### WHAT THE TASK REQUIRES
Copy the items below from the line with "Where can the wooden floor" through the end of the items, keeping each request as it is. Multiply every x and y coordinate in the answers by 2, rounding to whole numbers with halves going up.

(Point labeling dataset excerpts)
• • •

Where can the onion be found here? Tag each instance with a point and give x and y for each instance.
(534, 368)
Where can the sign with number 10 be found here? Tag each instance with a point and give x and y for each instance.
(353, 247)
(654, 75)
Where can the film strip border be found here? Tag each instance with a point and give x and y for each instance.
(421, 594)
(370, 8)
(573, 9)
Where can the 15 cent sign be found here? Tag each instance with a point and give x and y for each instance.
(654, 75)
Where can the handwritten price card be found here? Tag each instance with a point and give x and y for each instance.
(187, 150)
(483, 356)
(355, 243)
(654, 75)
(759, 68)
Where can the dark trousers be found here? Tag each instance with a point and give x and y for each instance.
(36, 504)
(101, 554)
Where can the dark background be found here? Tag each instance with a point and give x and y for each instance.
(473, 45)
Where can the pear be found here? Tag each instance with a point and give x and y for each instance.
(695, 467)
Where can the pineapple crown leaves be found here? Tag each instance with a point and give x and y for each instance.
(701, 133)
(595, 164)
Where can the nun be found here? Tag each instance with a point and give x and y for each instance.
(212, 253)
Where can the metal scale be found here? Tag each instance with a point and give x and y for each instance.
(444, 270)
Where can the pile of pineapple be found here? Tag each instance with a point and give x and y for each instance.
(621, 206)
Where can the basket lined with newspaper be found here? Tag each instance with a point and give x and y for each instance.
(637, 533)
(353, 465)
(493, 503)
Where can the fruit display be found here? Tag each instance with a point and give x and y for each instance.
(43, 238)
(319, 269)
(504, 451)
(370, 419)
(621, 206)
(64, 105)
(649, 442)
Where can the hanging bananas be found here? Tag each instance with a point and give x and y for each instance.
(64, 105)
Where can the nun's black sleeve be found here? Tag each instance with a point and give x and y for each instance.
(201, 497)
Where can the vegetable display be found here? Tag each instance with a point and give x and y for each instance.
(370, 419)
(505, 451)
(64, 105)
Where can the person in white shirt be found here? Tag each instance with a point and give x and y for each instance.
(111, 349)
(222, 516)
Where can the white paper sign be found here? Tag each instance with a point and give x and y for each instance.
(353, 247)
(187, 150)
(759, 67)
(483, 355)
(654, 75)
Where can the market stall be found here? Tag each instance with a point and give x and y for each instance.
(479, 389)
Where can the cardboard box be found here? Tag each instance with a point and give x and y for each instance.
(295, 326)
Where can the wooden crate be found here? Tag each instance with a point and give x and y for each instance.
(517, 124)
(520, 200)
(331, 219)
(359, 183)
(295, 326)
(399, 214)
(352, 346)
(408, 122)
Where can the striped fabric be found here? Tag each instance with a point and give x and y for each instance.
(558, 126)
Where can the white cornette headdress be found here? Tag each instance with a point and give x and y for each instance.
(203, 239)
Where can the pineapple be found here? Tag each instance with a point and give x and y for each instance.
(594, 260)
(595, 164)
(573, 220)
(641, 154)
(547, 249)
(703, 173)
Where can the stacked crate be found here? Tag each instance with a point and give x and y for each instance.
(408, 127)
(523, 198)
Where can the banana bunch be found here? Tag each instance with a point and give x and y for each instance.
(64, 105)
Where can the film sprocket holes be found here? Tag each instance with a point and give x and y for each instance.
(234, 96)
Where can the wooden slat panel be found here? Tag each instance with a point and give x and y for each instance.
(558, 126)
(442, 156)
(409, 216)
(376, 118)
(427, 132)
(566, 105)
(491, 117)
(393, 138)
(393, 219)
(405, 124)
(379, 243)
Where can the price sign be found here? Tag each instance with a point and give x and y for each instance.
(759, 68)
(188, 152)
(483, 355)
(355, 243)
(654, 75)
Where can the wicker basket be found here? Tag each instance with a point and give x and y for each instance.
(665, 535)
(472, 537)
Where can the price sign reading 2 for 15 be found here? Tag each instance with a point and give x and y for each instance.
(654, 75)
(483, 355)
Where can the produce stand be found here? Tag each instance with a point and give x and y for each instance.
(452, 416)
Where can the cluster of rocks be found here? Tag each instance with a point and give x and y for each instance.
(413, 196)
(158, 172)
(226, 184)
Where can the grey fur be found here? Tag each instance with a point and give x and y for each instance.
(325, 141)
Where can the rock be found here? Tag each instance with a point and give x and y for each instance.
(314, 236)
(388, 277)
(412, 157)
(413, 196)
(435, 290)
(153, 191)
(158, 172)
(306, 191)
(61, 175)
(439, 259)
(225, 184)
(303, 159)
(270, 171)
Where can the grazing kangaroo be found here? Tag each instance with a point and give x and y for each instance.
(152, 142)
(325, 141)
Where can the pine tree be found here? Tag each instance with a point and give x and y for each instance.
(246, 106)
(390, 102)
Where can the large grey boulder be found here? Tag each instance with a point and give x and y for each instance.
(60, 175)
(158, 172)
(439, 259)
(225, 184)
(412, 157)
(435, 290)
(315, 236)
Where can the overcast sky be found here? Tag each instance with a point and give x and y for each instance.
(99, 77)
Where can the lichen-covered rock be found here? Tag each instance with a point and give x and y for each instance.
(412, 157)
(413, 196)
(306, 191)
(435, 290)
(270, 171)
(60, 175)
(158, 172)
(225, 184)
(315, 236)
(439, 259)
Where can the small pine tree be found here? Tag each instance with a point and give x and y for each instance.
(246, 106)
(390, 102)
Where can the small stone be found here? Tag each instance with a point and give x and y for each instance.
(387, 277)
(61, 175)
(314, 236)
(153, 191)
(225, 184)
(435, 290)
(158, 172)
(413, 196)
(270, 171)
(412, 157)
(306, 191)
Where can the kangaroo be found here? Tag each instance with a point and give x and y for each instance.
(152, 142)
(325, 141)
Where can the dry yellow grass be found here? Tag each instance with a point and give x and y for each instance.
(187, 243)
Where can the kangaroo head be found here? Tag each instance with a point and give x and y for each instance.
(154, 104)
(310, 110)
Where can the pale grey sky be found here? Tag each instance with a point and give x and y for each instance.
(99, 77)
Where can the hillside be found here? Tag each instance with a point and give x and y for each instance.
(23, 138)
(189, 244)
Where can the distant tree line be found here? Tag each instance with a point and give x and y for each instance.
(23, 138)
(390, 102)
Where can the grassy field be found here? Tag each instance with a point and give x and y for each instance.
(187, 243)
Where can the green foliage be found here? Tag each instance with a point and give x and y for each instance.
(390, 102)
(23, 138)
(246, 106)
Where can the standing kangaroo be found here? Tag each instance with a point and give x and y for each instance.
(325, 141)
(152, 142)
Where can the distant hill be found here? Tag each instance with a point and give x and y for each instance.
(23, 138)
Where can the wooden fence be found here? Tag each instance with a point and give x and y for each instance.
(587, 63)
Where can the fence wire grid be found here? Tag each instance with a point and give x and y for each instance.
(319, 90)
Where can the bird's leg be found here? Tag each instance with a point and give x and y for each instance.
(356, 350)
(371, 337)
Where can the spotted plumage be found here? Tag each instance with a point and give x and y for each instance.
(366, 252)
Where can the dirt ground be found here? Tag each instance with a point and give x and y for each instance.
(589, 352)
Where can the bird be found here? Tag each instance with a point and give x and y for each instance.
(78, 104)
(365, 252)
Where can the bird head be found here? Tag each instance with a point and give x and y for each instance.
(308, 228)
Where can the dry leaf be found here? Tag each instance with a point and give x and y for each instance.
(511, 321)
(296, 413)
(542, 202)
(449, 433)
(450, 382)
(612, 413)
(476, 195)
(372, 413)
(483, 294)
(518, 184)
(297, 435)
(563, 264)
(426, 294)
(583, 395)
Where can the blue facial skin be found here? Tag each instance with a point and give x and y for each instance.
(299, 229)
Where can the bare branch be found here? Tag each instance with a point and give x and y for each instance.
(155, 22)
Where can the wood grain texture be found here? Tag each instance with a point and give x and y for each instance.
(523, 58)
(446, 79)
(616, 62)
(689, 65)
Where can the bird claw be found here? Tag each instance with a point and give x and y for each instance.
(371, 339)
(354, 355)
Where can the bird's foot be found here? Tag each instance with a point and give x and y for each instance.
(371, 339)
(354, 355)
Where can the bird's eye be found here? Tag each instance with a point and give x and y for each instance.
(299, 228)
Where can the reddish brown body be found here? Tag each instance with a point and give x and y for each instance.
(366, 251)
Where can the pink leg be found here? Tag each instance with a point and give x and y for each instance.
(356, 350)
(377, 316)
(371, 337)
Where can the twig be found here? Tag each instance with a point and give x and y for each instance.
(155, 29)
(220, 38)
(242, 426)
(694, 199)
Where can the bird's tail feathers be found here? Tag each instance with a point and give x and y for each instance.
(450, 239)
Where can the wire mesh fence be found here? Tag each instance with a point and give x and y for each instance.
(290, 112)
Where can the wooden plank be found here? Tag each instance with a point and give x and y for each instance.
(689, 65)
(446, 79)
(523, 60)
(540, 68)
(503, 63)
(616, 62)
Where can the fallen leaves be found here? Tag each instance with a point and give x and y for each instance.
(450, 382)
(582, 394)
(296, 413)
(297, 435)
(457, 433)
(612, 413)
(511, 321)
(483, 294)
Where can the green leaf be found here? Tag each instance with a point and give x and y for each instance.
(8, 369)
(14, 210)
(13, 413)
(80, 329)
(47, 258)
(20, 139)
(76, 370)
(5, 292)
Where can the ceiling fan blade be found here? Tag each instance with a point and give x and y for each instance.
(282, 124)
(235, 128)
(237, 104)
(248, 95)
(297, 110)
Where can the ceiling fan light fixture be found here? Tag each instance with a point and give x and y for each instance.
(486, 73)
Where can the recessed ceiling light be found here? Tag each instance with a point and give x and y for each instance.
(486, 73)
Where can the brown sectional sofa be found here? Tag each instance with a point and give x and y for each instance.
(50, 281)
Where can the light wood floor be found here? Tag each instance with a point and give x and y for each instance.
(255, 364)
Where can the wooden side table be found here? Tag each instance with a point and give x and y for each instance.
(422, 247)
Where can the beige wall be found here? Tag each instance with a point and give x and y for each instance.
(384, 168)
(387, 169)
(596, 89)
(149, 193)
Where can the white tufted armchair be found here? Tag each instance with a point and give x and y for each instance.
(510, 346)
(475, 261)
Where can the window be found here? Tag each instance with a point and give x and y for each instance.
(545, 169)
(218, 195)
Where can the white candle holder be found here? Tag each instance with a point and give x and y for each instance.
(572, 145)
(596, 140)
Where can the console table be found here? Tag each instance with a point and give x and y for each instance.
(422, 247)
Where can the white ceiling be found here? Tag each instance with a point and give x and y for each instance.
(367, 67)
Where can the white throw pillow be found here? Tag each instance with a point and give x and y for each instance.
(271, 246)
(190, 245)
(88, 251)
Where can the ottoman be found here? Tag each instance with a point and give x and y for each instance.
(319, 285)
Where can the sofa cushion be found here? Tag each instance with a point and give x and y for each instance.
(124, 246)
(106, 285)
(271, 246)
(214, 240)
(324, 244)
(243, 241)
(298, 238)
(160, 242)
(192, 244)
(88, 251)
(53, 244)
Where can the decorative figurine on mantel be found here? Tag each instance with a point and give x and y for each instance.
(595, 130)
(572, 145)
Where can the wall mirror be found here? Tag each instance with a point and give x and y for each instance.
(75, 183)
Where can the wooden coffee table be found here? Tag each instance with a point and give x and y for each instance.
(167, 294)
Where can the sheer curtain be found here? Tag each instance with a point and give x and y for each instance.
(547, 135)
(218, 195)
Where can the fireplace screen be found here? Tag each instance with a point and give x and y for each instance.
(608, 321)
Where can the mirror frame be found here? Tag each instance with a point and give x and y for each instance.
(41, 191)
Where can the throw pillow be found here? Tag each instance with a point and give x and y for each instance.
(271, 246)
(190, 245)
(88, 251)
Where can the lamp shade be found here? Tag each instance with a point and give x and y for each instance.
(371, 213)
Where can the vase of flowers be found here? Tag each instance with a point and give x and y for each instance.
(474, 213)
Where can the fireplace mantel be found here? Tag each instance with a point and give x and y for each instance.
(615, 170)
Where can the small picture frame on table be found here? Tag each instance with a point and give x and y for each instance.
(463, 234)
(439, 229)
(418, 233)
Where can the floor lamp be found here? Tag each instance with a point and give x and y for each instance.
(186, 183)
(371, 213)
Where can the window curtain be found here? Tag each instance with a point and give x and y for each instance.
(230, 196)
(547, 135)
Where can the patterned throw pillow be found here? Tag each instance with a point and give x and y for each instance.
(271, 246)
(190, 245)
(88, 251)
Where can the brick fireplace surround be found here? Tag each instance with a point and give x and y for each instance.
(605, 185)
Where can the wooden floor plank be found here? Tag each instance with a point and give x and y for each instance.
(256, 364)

• • •

### THE ANSWER
Where can the wooden floor plank be found here? Tag each instance with a point and give x and y for each instance.
(512, 728)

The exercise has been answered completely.